PROBLEM TO WORK ON:
Print the material word for word, from its first line through the line containing "Now the hip-and-gable", with both of those lines included. Leave the pictures out.

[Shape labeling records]
########

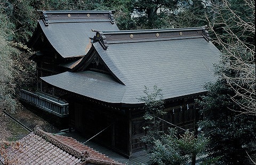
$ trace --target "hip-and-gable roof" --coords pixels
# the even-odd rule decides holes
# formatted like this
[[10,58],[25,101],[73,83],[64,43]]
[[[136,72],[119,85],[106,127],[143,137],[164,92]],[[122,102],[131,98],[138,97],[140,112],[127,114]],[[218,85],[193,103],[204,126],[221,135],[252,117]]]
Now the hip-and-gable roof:
[[[204,84],[216,79],[213,64],[218,63],[220,53],[209,41],[204,27],[93,31],[97,33],[91,38],[91,50],[97,53],[112,77],[116,80],[113,80],[113,84],[118,82],[120,88],[115,88],[118,91],[114,91],[109,88],[113,85],[103,82],[95,90],[91,92],[88,90],[89,86],[83,86],[79,90],[84,91],[82,95],[86,97],[108,102],[117,101],[134,104],[139,103],[138,98],[143,95],[145,86],[153,88],[156,84],[162,89],[163,98],[169,99],[206,92]],[[89,51],[89,58],[90,53],[93,51]],[[82,60],[78,65],[87,65],[83,62],[89,61]],[[86,73],[86,76],[79,77],[87,80],[89,71],[86,69],[84,71],[83,74]],[[100,73],[91,72],[90,74],[94,74],[91,75],[93,77]],[[67,83],[60,85],[51,80],[58,76],[53,75],[42,79],[53,85],[76,92]],[[102,92],[103,89],[108,88],[110,91]],[[106,95],[105,98],[102,95]]]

########

WRITTEN ANSWER:
$ trace --target "hip-and-gable roof" --coords pixels
# the even-odd rule decides holes
# formatted like this
[[10,58],[25,101],[73,83],[64,43]]
[[[136,72],[119,85],[106,127],[143,137],[164,92]],[[122,102],[131,98],[138,97],[140,112],[127,114]],[[218,85],[193,103],[204,126],[221,135],[252,117]]]
Now the hip-and-gable roof:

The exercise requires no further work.